**Supplied material:**

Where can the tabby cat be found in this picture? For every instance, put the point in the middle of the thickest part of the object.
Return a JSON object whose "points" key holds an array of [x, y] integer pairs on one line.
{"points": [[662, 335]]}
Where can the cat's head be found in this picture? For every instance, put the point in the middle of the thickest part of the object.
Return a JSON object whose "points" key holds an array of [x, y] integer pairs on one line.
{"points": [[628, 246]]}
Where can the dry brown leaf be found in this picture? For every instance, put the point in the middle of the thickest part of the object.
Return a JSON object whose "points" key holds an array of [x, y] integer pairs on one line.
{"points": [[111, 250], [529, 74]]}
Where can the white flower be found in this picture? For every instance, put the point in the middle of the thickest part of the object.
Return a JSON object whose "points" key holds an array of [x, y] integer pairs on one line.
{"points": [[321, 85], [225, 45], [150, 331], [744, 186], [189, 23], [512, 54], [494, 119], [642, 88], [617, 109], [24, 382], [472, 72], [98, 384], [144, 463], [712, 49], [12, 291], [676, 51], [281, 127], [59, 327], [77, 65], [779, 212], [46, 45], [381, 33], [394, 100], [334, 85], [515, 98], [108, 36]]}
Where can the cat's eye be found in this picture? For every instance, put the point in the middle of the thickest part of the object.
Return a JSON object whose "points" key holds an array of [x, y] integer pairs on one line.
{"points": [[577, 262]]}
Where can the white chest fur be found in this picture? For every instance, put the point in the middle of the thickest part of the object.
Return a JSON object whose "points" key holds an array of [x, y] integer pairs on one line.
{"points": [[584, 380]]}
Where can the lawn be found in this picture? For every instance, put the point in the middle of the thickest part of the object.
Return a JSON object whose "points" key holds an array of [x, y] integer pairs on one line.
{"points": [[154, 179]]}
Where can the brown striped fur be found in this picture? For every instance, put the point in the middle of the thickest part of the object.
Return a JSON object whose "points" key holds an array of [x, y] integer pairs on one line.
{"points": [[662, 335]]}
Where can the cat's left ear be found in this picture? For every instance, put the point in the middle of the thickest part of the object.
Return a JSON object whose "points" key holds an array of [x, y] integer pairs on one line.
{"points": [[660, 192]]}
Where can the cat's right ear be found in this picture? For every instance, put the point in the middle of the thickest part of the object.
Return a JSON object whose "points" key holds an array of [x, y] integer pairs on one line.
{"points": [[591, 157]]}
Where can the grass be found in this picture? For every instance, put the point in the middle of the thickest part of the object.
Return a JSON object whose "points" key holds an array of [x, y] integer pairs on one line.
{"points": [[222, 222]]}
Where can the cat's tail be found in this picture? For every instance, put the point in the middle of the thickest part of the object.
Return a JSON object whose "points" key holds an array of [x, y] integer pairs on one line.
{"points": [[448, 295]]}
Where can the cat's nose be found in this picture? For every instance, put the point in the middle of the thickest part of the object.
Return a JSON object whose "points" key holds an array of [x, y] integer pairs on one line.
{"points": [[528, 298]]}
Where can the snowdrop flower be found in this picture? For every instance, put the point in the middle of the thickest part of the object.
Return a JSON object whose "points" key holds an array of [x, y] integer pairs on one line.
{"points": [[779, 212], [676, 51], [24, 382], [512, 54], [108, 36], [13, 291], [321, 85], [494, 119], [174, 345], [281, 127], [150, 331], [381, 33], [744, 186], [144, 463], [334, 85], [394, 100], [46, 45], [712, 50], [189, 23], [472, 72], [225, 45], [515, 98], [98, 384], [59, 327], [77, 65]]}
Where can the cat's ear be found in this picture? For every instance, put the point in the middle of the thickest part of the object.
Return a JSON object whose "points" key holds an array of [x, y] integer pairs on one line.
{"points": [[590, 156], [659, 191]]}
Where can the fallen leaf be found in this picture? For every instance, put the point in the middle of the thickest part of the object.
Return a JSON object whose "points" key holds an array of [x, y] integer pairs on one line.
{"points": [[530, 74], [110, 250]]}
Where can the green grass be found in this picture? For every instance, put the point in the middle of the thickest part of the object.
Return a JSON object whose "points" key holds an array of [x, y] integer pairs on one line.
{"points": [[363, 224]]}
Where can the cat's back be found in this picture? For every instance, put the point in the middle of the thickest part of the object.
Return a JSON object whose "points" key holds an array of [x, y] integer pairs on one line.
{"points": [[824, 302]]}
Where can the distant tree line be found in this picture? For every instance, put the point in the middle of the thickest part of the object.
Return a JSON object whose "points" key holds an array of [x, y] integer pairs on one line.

**Work to be completed:** Could you recast the material as a numbered list, starting at the line that contains "Where can the green" and running to the end of the material, with blank lines left out?

**Task response:**
1. Where can the green grass be found in this picture? For every instance, put the point in the middle of the thickest part of the object.
2. Return a JSON object whose "points" key holds an array of [x, y] integer pairs on one line.
3. {"points": [[363, 224]]}
4. Where can the cat's back be found in this picture? For every instance, put the point in the middle of the thickest part of the object.
5. Return a JSON object whose "points" key holds an array of [x, y] integer pairs on one line.
6. {"points": [[824, 302]]}
7. Where can the distant tree line be found in this picture? For every instance, put the point in the middle of the thickest part of the object.
8. Return a JSON object whose "points" key holds an array of [x, y] integer pairs on one line.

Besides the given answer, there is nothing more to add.